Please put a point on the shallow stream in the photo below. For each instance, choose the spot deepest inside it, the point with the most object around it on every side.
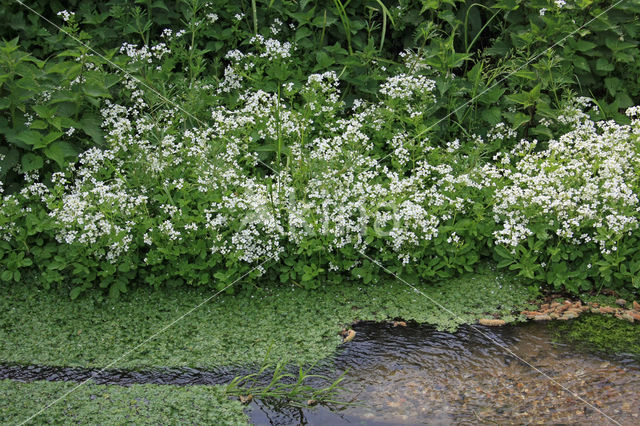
(417, 375)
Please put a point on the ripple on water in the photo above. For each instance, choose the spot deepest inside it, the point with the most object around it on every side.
(417, 375)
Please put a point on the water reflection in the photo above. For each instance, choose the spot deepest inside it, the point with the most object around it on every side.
(416, 375)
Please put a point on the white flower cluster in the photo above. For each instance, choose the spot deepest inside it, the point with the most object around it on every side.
(145, 53)
(406, 86)
(584, 185)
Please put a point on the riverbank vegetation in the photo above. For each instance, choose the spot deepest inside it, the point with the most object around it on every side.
(306, 164)
(311, 143)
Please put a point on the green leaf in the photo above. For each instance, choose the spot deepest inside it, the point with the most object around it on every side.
(30, 137)
(324, 60)
(603, 65)
(31, 162)
(90, 124)
(60, 152)
(75, 292)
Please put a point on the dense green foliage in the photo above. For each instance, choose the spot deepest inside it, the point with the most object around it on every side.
(238, 329)
(112, 404)
(308, 141)
(598, 333)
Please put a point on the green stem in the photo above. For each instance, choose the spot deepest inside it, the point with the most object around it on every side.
(255, 16)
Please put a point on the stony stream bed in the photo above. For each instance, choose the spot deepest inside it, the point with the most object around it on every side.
(417, 375)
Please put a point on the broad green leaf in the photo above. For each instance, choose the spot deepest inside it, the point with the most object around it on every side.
(30, 137)
(31, 162)
(60, 152)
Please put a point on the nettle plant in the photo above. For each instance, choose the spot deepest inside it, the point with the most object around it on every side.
(283, 180)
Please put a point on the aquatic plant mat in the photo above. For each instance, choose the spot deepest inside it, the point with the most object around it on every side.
(395, 374)
(300, 326)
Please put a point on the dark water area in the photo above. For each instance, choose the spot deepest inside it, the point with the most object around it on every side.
(417, 375)
(162, 376)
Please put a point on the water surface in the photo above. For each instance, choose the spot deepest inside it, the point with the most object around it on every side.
(416, 375)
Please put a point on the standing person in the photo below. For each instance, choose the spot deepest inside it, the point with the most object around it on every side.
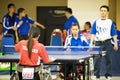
(31, 51)
(75, 39)
(86, 31)
(23, 24)
(9, 20)
(70, 20)
(102, 31)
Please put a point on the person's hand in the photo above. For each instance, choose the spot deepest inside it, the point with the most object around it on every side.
(115, 46)
(17, 40)
(52, 59)
(42, 26)
(14, 28)
(68, 49)
(91, 46)
(21, 22)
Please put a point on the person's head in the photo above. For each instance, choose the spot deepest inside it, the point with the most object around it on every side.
(87, 25)
(75, 29)
(104, 10)
(68, 12)
(21, 12)
(11, 8)
(34, 34)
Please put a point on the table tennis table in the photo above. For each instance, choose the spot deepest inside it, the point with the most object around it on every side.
(62, 54)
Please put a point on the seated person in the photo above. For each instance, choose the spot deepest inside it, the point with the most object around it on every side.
(86, 31)
(75, 39)
(31, 51)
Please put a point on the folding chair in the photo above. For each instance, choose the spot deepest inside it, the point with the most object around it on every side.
(7, 43)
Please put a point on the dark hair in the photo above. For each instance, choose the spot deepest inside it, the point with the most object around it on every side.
(105, 6)
(76, 24)
(69, 10)
(10, 5)
(88, 23)
(20, 10)
(34, 33)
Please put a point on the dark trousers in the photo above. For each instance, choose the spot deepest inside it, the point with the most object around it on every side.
(105, 46)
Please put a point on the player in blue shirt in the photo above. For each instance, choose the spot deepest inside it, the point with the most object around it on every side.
(75, 39)
(23, 24)
(70, 20)
(102, 31)
(9, 20)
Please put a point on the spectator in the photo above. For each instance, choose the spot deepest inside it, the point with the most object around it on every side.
(23, 24)
(102, 31)
(31, 51)
(75, 39)
(9, 20)
(86, 31)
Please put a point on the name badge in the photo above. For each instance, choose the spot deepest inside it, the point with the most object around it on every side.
(28, 73)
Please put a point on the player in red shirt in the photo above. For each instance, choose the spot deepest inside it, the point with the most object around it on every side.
(31, 51)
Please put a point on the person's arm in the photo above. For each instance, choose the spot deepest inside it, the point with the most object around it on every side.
(92, 38)
(16, 35)
(84, 40)
(6, 26)
(114, 35)
(92, 34)
(115, 43)
(40, 25)
(18, 46)
(35, 22)
(43, 54)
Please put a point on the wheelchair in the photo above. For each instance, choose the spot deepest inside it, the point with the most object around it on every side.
(40, 73)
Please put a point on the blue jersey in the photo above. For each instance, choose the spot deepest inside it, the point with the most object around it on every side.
(80, 41)
(25, 27)
(71, 20)
(8, 22)
(103, 29)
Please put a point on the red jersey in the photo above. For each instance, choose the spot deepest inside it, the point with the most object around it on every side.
(38, 52)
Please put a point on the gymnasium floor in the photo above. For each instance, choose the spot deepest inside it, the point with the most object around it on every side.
(7, 77)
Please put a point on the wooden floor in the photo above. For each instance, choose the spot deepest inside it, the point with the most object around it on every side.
(7, 77)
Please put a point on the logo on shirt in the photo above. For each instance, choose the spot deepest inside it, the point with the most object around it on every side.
(26, 49)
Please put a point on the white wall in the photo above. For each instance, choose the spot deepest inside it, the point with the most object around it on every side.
(118, 14)
(86, 10)
(29, 5)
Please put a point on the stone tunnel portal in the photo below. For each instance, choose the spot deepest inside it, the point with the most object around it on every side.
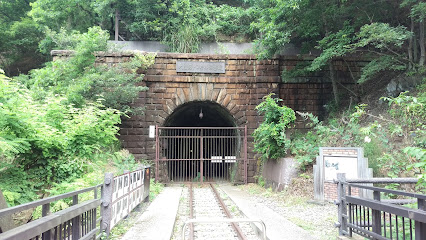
(200, 114)
(201, 142)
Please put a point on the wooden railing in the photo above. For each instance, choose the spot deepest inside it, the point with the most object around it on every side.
(379, 218)
(90, 219)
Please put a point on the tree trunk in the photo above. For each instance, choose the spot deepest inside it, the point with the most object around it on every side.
(422, 42)
(334, 83)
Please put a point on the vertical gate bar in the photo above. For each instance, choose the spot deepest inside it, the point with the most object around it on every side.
(245, 155)
(201, 156)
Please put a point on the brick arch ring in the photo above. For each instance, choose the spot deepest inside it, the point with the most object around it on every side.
(206, 92)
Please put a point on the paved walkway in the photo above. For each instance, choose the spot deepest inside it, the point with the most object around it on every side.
(158, 219)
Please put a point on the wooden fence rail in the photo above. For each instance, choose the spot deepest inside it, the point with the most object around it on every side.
(90, 219)
(377, 218)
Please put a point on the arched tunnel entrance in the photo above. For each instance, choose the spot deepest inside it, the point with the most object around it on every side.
(201, 142)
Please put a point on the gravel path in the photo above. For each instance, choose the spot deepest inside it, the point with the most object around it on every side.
(206, 206)
(317, 219)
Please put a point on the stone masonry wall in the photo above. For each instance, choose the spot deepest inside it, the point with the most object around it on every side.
(240, 89)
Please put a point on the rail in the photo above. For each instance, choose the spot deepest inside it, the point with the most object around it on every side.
(224, 220)
(89, 219)
(377, 218)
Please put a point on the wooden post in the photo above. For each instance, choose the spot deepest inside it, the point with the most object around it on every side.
(106, 206)
(420, 226)
(146, 183)
(376, 214)
(75, 221)
(45, 210)
(201, 157)
(116, 25)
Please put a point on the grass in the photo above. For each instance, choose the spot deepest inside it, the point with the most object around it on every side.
(292, 204)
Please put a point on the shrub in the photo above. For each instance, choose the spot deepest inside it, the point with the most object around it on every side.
(270, 138)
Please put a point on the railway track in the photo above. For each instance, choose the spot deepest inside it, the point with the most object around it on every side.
(206, 203)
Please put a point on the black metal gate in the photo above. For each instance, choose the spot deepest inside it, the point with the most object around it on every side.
(201, 154)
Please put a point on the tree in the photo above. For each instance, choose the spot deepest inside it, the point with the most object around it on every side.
(343, 27)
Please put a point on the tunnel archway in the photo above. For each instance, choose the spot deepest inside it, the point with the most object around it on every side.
(200, 141)
(200, 114)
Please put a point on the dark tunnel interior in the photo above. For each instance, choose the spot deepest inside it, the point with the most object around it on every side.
(184, 148)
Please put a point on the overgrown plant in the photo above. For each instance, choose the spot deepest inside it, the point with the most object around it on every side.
(55, 121)
(270, 138)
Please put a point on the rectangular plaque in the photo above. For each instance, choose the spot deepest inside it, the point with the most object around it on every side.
(335, 165)
(200, 67)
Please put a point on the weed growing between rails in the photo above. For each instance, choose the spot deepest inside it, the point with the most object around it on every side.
(292, 204)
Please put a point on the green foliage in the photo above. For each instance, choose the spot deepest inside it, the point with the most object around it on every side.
(80, 81)
(383, 139)
(55, 121)
(420, 155)
(270, 138)
(376, 38)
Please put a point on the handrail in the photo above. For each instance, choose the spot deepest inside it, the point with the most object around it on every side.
(414, 214)
(223, 220)
(25, 206)
(39, 226)
(402, 193)
(376, 218)
(382, 180)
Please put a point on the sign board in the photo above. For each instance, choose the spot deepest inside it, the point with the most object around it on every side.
(335, 165)
(200, 67)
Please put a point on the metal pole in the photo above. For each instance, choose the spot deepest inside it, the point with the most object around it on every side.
(75, 221)
(107, 192)
(201, 156)
(376, 214)
(116, 25)
(420, 227)
(342, 211)
(157, 152)
(245, 154)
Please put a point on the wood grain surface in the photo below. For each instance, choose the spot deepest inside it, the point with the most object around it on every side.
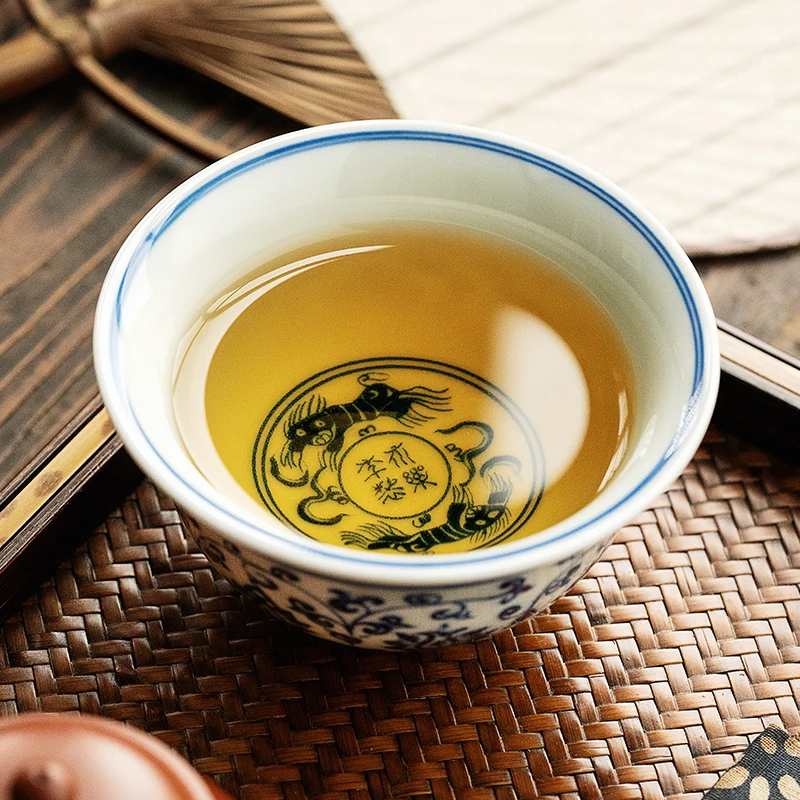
(76, 175)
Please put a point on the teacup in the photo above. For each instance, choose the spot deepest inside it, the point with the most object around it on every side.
(205, 235)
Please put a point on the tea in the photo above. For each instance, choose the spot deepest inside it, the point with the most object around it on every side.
(407, 389)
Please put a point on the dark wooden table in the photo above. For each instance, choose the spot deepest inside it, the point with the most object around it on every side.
(76, 174)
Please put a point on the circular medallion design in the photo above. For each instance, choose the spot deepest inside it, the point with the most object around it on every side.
(399, 454)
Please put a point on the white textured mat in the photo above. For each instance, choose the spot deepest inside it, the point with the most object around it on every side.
(693, 106)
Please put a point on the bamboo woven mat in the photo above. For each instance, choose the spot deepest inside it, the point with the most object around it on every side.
(647, 681)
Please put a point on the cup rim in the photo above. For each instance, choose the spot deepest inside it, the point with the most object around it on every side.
(552, 544)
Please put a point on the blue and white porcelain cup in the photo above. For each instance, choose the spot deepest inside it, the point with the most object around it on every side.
(206, 234)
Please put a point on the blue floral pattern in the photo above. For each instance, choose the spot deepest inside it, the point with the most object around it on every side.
(388, 618)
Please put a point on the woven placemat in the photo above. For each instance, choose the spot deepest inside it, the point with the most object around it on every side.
(690, 105)
(647, 681)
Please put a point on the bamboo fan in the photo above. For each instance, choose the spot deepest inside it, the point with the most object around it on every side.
(290, 55)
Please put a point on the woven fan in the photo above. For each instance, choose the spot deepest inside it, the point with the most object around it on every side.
(290, 55)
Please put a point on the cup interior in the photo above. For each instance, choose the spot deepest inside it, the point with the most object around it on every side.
(273, 197)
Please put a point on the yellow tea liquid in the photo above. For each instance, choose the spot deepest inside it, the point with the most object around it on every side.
(407, 389)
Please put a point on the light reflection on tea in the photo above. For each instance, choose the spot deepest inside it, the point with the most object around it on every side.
(407, 389)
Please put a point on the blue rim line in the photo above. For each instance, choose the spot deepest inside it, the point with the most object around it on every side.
(172, 215)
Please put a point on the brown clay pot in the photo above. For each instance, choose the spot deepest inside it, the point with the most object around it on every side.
(81, 757)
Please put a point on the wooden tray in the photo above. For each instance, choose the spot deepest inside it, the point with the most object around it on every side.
(646, 681)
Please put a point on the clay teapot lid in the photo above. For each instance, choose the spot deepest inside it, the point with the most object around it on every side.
(81, 757)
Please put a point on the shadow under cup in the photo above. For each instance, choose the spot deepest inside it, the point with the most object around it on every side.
(269, 199)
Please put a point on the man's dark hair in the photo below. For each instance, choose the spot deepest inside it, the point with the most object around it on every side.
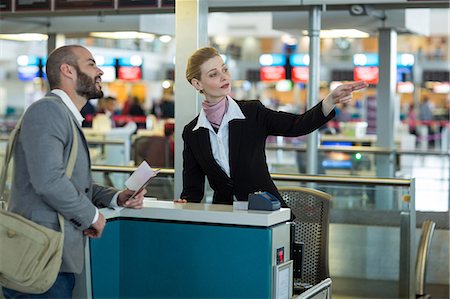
(56, 58)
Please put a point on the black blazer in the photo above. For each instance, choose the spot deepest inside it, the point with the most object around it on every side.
(247, 140)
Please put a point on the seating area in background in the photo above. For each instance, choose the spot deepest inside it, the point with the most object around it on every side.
(310, 241)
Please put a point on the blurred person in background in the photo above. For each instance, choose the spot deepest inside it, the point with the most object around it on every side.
(107, 106)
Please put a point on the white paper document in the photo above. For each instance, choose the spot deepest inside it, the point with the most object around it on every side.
(140, 178)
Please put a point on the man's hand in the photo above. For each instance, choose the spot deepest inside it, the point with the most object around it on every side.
(341, 94)
(137, 202)
(96, 229)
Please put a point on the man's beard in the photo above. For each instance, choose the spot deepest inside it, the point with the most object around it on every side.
(86, 86)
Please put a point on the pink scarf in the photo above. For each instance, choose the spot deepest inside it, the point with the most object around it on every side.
(215, 111)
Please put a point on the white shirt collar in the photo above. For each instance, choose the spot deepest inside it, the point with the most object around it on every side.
(68, 102)
(233, 112)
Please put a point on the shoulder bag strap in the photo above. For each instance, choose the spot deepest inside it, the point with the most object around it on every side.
(10, 151)
(8, 155)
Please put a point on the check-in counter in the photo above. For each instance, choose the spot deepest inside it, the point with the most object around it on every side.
(174, 250)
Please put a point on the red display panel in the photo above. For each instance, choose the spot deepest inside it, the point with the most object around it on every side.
(272, 73)
(368, 74)
(5, 5)
(300, 74)
(137, 3)
(23, 5)
(130, 73)
(83, 4)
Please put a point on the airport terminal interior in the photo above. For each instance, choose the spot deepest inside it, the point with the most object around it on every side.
(384, 160)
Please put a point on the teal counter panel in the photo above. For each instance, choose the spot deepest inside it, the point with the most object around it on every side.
(105, 262)
(181, 260)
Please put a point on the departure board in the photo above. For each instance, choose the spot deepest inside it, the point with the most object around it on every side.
(24, 5)
(5, 5)
(137, 3)
(83, 4)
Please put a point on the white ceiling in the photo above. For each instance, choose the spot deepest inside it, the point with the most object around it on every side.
(257, 24)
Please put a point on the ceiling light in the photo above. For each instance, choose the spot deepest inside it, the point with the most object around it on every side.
(341, 33)
(165, 38)
(124, 35)
(25, 37)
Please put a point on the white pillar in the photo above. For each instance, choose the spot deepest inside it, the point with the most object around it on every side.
(191, 33)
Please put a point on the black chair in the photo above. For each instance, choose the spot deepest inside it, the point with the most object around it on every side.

* * * * *

### Task
Set down nothing but the lines from the one with "Please put a point on the teal" through the end of the records, keeping each line exactly as written and including both ends.

### Output of the exercise
Please put a point on the teal counter panel in the photo above. For each instance, choose the spot deepest inside it, the point with the most object around it on every side.
(105, 262)
(181, 260)
Please put a point on the departure board in the photo above. For each instance, choose the spot deepest inside it, the point with the most object around it on every side.
(24, 5)
(5, 5)
(137, 3)
(83, 4)
Please put a point on the white ceiling in the photo above. For each instance, choose the spot deepest inside it, the point with the most object around it on every side.
(257, 24)
Please put a point on the ceiling light in the photo above. For each instance, choose the spot deepest inside it, the point with the most object around it on every side.
(341, 33)
(165, 38)
(124, 35)
(25, 37)
Please put a point on the white pillar in the photo above. For each instance, choose the spot deepest inside it, the point with the most object around it on every side.
(191, 33)
Please put a point on the black chair in the photo above. For each instance, choose the spot deepest inside it, the point with the most object around it on every side.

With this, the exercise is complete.